### What the exercise asks
Can you format the lines below as a JSON list of strings, with one string per line and no blank lines?

### Recorded information
************

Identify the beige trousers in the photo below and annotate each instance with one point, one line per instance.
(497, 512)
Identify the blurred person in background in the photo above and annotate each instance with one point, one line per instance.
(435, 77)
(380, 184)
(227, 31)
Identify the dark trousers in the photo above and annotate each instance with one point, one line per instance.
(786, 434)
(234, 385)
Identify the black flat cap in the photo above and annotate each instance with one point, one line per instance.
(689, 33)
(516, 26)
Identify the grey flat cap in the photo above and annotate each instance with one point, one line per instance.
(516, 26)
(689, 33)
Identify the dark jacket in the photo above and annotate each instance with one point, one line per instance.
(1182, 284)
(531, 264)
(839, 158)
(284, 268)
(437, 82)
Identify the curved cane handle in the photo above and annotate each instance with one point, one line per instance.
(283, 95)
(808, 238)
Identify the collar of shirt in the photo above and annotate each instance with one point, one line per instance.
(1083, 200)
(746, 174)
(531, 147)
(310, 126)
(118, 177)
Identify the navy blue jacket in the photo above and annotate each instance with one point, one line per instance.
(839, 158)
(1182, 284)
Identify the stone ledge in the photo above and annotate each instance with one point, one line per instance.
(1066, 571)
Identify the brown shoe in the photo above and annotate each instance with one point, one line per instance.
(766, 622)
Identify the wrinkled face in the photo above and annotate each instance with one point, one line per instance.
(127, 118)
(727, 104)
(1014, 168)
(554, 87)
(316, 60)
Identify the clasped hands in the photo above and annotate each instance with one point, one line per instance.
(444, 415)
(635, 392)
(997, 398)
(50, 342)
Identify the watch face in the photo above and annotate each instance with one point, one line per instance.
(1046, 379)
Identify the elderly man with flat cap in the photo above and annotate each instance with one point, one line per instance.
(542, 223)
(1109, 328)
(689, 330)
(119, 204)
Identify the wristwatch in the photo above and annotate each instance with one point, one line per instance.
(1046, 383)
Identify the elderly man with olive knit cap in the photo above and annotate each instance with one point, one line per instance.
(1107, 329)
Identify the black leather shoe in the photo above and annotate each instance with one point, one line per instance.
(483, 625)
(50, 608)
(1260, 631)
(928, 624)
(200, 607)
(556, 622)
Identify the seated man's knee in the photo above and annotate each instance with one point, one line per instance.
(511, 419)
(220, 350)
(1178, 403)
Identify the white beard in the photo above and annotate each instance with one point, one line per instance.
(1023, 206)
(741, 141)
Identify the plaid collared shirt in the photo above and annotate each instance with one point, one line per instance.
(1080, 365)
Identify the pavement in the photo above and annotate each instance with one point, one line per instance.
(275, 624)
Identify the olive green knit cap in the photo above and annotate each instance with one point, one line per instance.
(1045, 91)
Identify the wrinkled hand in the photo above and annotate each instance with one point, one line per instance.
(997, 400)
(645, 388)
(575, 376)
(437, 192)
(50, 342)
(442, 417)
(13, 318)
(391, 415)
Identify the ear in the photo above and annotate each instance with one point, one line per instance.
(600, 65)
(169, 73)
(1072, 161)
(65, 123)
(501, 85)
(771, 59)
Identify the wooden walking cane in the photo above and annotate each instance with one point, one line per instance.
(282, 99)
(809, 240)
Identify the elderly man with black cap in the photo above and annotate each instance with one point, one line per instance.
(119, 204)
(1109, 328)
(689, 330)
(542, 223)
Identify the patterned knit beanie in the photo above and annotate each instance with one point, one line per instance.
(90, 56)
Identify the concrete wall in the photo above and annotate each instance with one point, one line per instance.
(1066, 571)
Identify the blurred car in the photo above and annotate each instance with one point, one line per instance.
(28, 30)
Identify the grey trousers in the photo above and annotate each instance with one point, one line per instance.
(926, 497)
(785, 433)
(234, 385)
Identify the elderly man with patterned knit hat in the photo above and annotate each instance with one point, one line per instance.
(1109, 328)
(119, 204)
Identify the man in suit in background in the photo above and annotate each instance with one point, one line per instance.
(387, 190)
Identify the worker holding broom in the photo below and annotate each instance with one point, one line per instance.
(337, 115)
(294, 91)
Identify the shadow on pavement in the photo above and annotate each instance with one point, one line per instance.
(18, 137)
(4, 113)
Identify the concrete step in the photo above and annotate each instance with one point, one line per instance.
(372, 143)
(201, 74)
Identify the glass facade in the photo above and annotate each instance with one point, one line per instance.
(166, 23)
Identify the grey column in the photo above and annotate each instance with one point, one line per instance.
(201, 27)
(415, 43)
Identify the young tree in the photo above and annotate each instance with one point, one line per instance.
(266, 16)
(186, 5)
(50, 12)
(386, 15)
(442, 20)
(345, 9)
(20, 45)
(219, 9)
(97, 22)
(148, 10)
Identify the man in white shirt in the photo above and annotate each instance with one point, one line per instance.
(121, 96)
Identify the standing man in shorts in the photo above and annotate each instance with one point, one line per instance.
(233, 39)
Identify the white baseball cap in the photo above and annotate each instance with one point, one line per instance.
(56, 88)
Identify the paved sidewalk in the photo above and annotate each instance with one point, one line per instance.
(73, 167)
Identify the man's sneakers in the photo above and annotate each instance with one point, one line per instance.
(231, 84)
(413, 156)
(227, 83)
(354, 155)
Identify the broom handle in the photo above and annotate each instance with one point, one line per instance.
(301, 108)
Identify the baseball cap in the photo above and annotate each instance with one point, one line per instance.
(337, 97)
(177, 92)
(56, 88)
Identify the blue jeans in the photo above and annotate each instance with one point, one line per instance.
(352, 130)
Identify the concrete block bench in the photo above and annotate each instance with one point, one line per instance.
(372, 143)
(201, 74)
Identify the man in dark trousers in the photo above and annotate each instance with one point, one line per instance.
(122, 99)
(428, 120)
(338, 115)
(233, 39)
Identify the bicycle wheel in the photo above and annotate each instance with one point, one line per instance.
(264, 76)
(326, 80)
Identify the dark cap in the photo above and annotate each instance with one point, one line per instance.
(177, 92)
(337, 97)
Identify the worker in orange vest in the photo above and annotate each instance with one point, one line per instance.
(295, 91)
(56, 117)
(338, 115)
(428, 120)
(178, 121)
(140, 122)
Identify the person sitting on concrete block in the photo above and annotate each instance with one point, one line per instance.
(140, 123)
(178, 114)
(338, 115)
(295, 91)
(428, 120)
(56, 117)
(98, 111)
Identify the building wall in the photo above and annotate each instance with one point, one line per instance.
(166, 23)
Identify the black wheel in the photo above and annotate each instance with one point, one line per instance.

************

### Written response
[
  "Identify the beige trousers in the photo below and annotate each instance with one point, one line per instance.",
  "(497, 512)",
  "Identify the blurred person in background in the photo above and annotate each instance with one point, one line per instance.",
  "(435, 77)",
  "(380, 184)",
  "(227, 31)",
  "Identify the dark trousers in the photo above and annotate each instance with one point, one line per instance.",
  "(786, 434)",
  "(234, 385)",
  "Identify the black flat cap in the photo above and annotate each instance with one point, one line per instance.",
  "(689, 33)",
  "(516, 26)",
  "Identify the grey flat cap in the photo above and annotate each instance with one point, one line per instance.",
  "(516, 26)",
  "(689, 33)",
  "Identify the dark jacket in the photo above and annotate each instance with one point, one line per instance.",
  "(1182, 284)",
  "(531, 264)",
  "(839, 158)",
  "(284, 268)",
  "(437, 82)",
  "Identify the curved cane handle in the photo above and annotate each instance with one point, one line per instance.",
  "(283, 95)",
  "(808, 238)",
  "Identify the collar of shirt in the photo above and annotate each instance with one point, one line per instance.",
  "(1083, 200)",
  "(746, 174)",
  "(531, 147)",
  "(310, 126)",
  "(118, 177)",
  "Identify the navy blue jacket in the photo above and annotate each instance with one point, one line per instance.",
  "(839, 158)",
  "(1182, 284)",
  "Identify the stone ledge in the photo above and annotate each instance with one point, one line per instance.",
  "(1066, 571)",
  "Identify the brown shoe in the photo above and annotate each instance with one point, one line per instance.",
  "(766, 622)",
  "Identify the wrinkled face in the photo above and annotate each instance with one point, one line per instance.",
  "(127, 118)",
  "(727, 104)",
  "(1014, 168)",
  "(554, 87)",
  "(316, 60)",
  "Identify the clasped hands in the photo above and annotate each instance with one point, one line per instance.",
  "(444, 415)",
  "(635, 392)",
  "(997, 398)",
  "(50, 342)",
  "Identify the watch face in the photo above and annotate each instance with one point, one line per instance.",
  "(1046, 379)",
  "Identify the elderly man with flat cap in the photo above and annotate each instance with one point, one line per instance.",
  "(542, 223)",
  "(1109, 328)",
  "(689, 330)",
  "(119, 204)",
  "Identify the wristwatch in the photo above and annotate each instance with one point, one line per instance.",
  "(1046, 383)",
  "Identify the elderly man with olive knit cap in the photo above and annotate each instance with one point, one line per instance.",
  "(1107, 329)",
  "Identify the black leather shoe in the photo above and annotate each instance with one point, one line per instance.",
  "(483, 625)",
  "(50, 608)",
  "(1260, 631)",
  "(928, 624)",
  "(200, 607)",
  "(556, 622)",
  "Identify the seated man's knee in the photo above and annotate each instance with one point, one line per instance.",
  "(511, 419)",
  "(220, 350)",
  "(1178, 403)",
  "Identify the white beard in the photo above and annotate each instance with one point, one line per instance.",
  "(1023, 206)",
  "(741, 141)",
  "Identify the plaid collared shirt in the photo above and annotate each instance with one point, one line per instance.",
  "(1080, 365)",
  "Identify the pavement in the photo above and annotate each instance with one point, one line per instance.",
  "(275, 624)",
  "Identify the olive green knit cap in the photo above and annotate each instance with one point, one line per instance.",
  "(1045, 91)",
  "Identify the wrinkled hand in the photo above and annotate each instance with one point, one line per instance.",
  "(997, 400)",
  "(645, 388)",
  "(575, 376)",
  "(437, 192)",
  "(50, 342)",
  "(442, 417)",
  "(13, 318)",
  "(391, 415)",
  "Identify the ear in the photo above and annotate each instance with one point, one line per instance.",
  "(600, 65)",
  "(169, 73)",
  "(1072, 161)",
  "(65, 123)",
  "(501, 85)",
  "(771, 59)",
  "Identify the wooden walking cane in the photo above and annotate each instance with one point, one line per instance.",
  "(282, 99)",
  "(809, 240)",
  "Identify the elderly man with black cap in the photo above and annotate each instance with one point, one line per instance.",
  "(119, 204)",
  "(1109, 328)",
  "(689, 330)",
  "(542, 223)",
  "Identify the patterned knit beanie in the photo above and annotate each instance with one point, one line per instance.",
  "(90, 56)",
  "Identify the concrete wall in the photo above and annotate each instance with one point, one line per instance.",
  "(1066, 571)",
  "Identify the blurred car in the photo above and annotate each instance with one point, one line per instance.",
  "(28, 30)",
  "Identify the grey trousers in the photo above and annotate each instance with one point, one line per instance.",
  "(926, 497)",
  "(785, 433)",
  "(234, 385)",
  "Identify the elderly man with patterned knit hat in the photo above and annotate each instance with one point, one line per instance.",
  "(1109, 328)",
  "(119, 204)",
  "Identify the man in suit in background in the photo above and annotate each instance with one point, one line per instance.",
  "(387, 190)",
  "Identify the worker holding broom in the photo below and annotate each instance with one point, one line per instance.",
  "(337, 115)",
  "(294, 91)",
  "Identify the shadow on pavement in the photo above and annotate each instance with one point, one line per instance.",
  "(18, 137)",
  "(4, 113)",
  "Identify the concrete step in the photo above and annotate each instance with one point, one line per instance.",
  "(372, 143)",
  "(201, 74)",
  "Identify the glass facade in the photo above and annotate each instance with one point, one line per instance.",
  "(166, 23)",
  "Identify the grey column in the photo above and annotate each instance with one point, one line per instance.",
  "(201, 27)",
  "(415, 43)",
  "Identify the young tree in the photo above and annotate each instance with one point, one line per instance.",
  "(266, 16)",
  "(186, 5)",
  "(50, 12)",
  "(386, 15)",
  "(442, 20)",
  "(345, 9)",
  "(20, 45)",
  "(219, 9)",
  "(97, 22)",
  "(148, 10)",
  "Identify the man in white shirt in the photo above and annotate each instance with one point, one line per instance.",
  "(121, 96)",
  "Identify the standing man in shorts in the photo above and annotate each instance with one point, one line per instance.",
  "(233, 39)",
  "Identify the white baseball cap in the photo above and annotate each instance with one point, one line per instance.",
  "(56, 88)",
  "Identify the paved sidewalk in the photo above and annotate each instance with one point, one line per instance.",
  "(73, 167)",
  "Identify the man's sneakers in the photo above and annotate each instance with one point, one line per instance.",
  "(231, 84)",
  "(413, 156)",
  "(227, 83)",
  "(354, 155)",
  "Identify the broom handle in the photo above and annotate each instance with one point, one line per instance.",
  "(301, 108)",
  "Identify the baseball cap in the photo above and annotate each instance with one point, one line per instance.",
  "(337, 97)",
  "(177, 92)",
  "(56, 88)",
  "Identify the blue jeans in the photo above and annotate each instance with one point, one line per instance.",
  "(352, 130)",
  "Identify the concrete block bench in the photo above and annotate each instance with one point, one line per instance.",
  "(372, 143)",
  "(201, 74)",
  "Identify the man in dark trousers in the photo above and annotate each instance with one point, one line per instance.",
  "(122, 99)",
  "(428, 120)",
  "(338, 115)",
  "(233, 39)",
  "Identify the bicycle wheel in the photo above and annotate each instance with one point, one line per instance.",
  "(264, 76)",
  "(326, 80)",
  "Identify the dark cap in the photo above and annotate each instance with one point, one line per instance.",
  "(177, 92)",
  "(337, 97)",
  "Identify the worker in orange vest in the photo above and annotate each instance with one point, one line per instance.",
  "(295, 91)",
  "(56, 117)",
  "(338, 115)",
  "(428, 120)",
  "(178, 121)",
  "(140, 122)",
  "Identify the person sitting on concrete block in the photo above and annotate each instance with one point, one line per instance.",
  "(140, 123)",
  "(178, 114)",
  "(338, 115)",
  "(295, 91)",
  "(428, 120)",
  "(56, 117)",
  "(98, 111)",
  "Identify the building wall in the photo above and annotate each instance with one point, one line per instance.",
  "(166, 23)",
  "Identify the black wheel in the photo above and annotate each instance with one point, one line per instance."
]